- **WORK TO BE COMPLETED**: Restate the entries word for word, omitting nothing.

::: AVAILABLE DATA

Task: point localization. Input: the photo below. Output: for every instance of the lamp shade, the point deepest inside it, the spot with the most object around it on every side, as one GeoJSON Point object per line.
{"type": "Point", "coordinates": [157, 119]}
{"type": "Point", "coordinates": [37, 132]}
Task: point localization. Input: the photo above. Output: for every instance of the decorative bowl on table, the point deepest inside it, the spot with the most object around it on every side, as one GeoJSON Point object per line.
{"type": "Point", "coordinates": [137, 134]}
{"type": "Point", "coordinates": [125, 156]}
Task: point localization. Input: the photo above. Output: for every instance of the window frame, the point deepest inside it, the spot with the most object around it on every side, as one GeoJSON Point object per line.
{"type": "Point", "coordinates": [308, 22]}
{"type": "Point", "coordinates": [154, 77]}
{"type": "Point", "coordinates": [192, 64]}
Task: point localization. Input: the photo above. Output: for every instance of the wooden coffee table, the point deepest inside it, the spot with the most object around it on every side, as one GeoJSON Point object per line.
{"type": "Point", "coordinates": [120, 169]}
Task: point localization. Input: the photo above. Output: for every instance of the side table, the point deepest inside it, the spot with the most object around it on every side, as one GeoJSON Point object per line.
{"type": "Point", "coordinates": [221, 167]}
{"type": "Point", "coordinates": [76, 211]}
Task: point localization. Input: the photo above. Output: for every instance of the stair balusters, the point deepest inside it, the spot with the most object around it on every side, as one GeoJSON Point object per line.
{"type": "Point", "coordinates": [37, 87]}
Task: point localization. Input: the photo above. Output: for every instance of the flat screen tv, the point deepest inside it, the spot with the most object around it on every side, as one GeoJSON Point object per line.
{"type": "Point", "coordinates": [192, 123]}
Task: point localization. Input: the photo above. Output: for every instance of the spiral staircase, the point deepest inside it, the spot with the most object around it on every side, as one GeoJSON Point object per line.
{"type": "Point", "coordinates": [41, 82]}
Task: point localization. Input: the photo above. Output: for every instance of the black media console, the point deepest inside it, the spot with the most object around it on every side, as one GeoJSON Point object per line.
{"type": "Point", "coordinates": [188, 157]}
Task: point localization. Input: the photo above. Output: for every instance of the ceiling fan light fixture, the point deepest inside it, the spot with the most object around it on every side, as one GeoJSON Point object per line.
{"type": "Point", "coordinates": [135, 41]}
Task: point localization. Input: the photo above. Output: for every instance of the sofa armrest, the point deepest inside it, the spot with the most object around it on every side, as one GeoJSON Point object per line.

::::::

- **SOLUTION TO THIS TASK**:
Task: point localization. Input: the photo below. Output: for every instance of the lamp shade, the point deepest inside it, the spot with the most object around it on every side, as one GeoJSON Point object per line.
{"type": "Point", "coordinates": [157, 119]}
{"type": "Point", "coordinates": [37, 132]}
Task: point localization. Input: the photo above. Output: for every instance of the decorative bowl on table, the point deepest inside it, the spot with the most object around it on every side, as one GeoJSON Point object per line.
{"type": "Point", "coordinates": [137, 134]}
{"type": "Point", "coordinates": [125, 156]}
Task: point localization. Input: the photo above. Output: for every instance of the window frame, the point deepest inside it, the spot with the most object around it on every side, as one GeoJSON Point object per line.
{"type": "Point", "coordinates": [308, 22]}
{"type": "Point", "coordinates": [154, 77]}
{"type": "Point", "coordinates": [192, 64]}
Task: point localization. Input: the photo above. Output: for every instance of the wooden coffee table, the point deepest inside it, the spot with the most object around it on every side, as one GeoJSON Point object per line.
{"type": "Point", "coordinates": [120, 169]}
Task: point localization. Input: the photo above. Output: for every instance of the side table, the point deepest inside it, the spot with the most object around it on every side, as one GeoJSON Point object per line.
{"type": "Point", "coordinates": [221, 167]}
{"type": "Point", "coordinates": [76, 211]}
Task: point localization. Input: the photo above. Output: for every instance of the stair balusters, the point deepest inside it, the spot with the most object around it on every side, as one GeoJSON Point object per line.
{"type": "Point", "coordinates": [37, 87]}
Task: point localization. Input: the photo above. Output: for every instance of the flat screen tv, the point deepest inside it, the spot with the most object around it on every side, as one GeoJSON Point object per line.
{"type": "Point", "coordinates": [192, 123]}
Task: point localization. Input: the photo above. Output: for every instance of the spiral staircase, the point deepest inside it, the spot with the most object around it on every side, as one GeoJSON Point object per line.
{"type": "Point", "coordinates": [41, 82]}
Task: point localization. Input: the photo above. Output: for every instance of the black media console, the point deepest inside it, the spot with the most object around it on every side, as one GeoJSON Point object per line.
{"type": "Point", "coordinates": [188, 157]}
Task: point localization. Input: the photo above. Output: for every instance of the ceiling fan light fixture, the point deepest inside it, the spot with the most object around it on every side, as one GeoJSON Point object per line.
{"type": "Point", "coordinates": [135, 41]}
Task: point localization. Input: the photo above. Output: for every instance of the sofa armrest, the point deepest inside it, the spot with the most object around it on every side, as one GeoJSON Point object per line.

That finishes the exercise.